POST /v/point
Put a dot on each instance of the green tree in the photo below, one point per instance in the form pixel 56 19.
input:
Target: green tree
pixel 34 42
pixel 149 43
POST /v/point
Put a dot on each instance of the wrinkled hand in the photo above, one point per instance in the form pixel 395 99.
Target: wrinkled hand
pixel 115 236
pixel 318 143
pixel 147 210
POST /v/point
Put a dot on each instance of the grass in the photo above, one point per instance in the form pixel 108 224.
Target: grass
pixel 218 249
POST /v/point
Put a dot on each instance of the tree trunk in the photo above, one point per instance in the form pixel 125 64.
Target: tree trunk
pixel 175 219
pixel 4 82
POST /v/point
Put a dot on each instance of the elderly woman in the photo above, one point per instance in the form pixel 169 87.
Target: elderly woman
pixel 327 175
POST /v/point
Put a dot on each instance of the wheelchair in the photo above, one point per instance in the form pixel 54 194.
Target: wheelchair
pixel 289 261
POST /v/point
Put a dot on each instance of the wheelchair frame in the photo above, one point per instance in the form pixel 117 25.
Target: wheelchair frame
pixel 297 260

==

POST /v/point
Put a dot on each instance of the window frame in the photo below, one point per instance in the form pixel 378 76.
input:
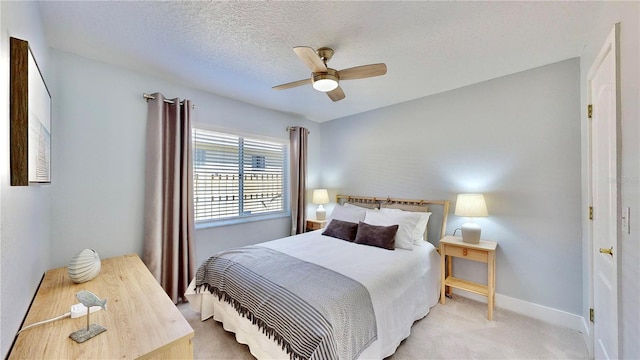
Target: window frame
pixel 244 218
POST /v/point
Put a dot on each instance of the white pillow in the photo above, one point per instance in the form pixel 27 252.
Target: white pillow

--

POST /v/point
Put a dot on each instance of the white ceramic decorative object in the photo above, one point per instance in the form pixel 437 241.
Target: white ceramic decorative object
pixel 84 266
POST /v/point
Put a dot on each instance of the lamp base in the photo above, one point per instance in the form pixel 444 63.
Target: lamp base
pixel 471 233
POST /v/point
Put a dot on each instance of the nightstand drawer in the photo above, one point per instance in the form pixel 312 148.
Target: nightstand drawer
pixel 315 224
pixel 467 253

WHAT YOU NEED TO DO: Can you gather every line in the records above that contains the word "green" and copy each of those lines out?

TASK SOLUTION:
Put a dot on each instance of the green tree in the photo below, one point per instance in the form pixel 56 19.
Target: green tree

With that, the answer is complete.